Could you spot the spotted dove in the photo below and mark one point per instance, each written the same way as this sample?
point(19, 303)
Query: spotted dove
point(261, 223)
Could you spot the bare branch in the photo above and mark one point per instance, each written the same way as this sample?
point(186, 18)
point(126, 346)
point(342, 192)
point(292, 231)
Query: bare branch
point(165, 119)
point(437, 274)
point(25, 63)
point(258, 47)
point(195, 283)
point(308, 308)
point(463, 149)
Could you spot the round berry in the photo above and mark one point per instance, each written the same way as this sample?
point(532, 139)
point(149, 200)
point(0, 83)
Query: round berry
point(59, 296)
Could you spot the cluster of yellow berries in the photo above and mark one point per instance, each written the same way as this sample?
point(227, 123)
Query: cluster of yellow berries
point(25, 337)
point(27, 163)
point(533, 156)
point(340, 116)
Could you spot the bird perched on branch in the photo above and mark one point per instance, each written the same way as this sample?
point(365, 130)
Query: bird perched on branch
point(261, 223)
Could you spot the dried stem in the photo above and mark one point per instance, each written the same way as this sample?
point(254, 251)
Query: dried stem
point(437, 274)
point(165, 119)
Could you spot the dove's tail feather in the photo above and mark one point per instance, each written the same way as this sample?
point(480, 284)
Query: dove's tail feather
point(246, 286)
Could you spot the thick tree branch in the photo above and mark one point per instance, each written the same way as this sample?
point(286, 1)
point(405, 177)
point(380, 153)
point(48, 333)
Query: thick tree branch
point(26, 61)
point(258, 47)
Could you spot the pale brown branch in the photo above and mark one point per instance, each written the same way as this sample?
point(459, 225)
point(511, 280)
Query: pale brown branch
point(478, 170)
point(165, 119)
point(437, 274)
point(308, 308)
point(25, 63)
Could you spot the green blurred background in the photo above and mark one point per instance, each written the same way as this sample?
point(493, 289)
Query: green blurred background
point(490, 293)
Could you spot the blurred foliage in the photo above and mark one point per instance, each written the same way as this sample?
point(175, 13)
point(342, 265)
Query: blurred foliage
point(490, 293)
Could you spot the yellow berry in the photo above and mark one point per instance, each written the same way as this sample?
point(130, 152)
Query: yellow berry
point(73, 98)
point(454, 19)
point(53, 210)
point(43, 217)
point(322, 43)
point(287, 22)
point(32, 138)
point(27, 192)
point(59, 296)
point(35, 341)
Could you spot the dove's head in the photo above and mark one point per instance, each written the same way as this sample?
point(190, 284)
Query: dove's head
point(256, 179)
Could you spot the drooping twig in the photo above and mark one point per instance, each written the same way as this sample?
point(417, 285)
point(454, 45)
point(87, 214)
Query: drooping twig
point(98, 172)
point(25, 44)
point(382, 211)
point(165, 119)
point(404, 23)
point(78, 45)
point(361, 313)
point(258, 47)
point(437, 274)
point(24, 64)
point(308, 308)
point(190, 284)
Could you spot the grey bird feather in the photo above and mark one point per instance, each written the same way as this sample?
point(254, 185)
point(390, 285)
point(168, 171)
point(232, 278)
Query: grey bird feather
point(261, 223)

----------

REQUIRED ACTION -> Please give all the lines above again, exactly as they read.

YOUR RESPONSE ->
Could you spot the spotted dove in the photo below and mark one point per instance, each written the same way as this sample?
point(19, 303)
Query: spotted dove
point(261, 223)
Could you spot the bare branch in the photo above and mark one point per instance, each written the same way as this sample?
point(186, 18)
point(126, 346)
point(342, 192)
point(292, 231)
Query: bare branch
point(165, 119)
point(437, 274)
point(25, 63)
point(258, 47)
point(195, 283)
point(308, 308)
point(463, 149)
Could you spot the round berry in the photo above and mark one point per instance, each written the same way as this sample?
point(532, 139)
point(149, 200)
point(0, 83)
Query: round berry
point(59, 296)
Could you spot the cluster of yellow berries in the photo above and mark one point per instance, each written the same way as this sample?
point(227, 123)
Query: cluster of yellow berries
point(25, 337)
point(27, 163)
point(533, 156)
point(340, 116)
Could you spot the bird perched on branch in the photo above and mark one point per instance, each written the same way as this sample?
point(365, 130)
Query: bird perched on branch
point(261, 223)
Could you spot the dried stem in the photo above and mark one point per instance, each written the same way as this sample?
point(254, 251)
Query: dried stem
point(437, 274)
point(165, 119)
Could you spot the dove's tail feather in the photo above and mark one point per instance, each written the same way as this sample?
point(480, 284)
Query: dove's tail feather
point(246, 286)
Could you spot the thick tree branch in the photo above and mark one point per instance, each written the same way as this sample?
point(286, 1)
point(405, 177)
point(380, 153)
point(48, 333)
Query: thick tree branch
point(26, 61)
point(258, 47)
Could you spot the pale brown branch in the photo above and mark one point per instance, each written the same way as this sample?
point(459, 225)
point(511, 280)
Query: pale brown branch
point(478, 170)
point(165, 119)
point(437, 274)
point(308, 308)
point(25, 63)
Could you spot the green blurred background in the photo above and mark one point per instance, each written the same way as this sample?
point(493, 289)
Query: green blurred background
point(490, 293)
Could you spot the blurred foliage in the photo above and mark one point per instance, each written the same way as this sample?
point(175, 13)
point(342, 265)
Query: blurred foliage
point(490, 293)
Could you spot the yellow berry in the photo above and mark one point per instance, each written the same way as this sample?
point(130, 152)
Query: yellow berry
point(73, 98)
point(454, 19)
point(53, 210)
point(43, 217)
point(322, 43)
point(287, 22)
point(32, 138)
point(27, 192)
point(59, 296)
point(35, 341)
Could you spot the dove's head in the photo above and mark one point per instance, each written the same way as this sample?
point(190, 284)
Query: dove's head
point(256, 179)
Could you spot the drooping twig in the photo above and mark one point per instance, each written the same way as this sample?
point(417, 285)
point(454, 45)
point(87, 214)
Query: drooping twig
point(98, 172)
point(25, 44)
point(382, 211)
point(165, 119)
point(404, 23)
point(78, 45)
point(361, 313)
point(258, 47)
point(437, 274)
point(24, 64)
point(308, 308)
point(190, 284)
Could you spot the grey bird feather in the photo above and mark one point per instance, each written the same way as this sample?
point(254, 185)
point(390, 285)
point(168, 171)
point(232, 278)
Query: grey bird feather
point(261, 223)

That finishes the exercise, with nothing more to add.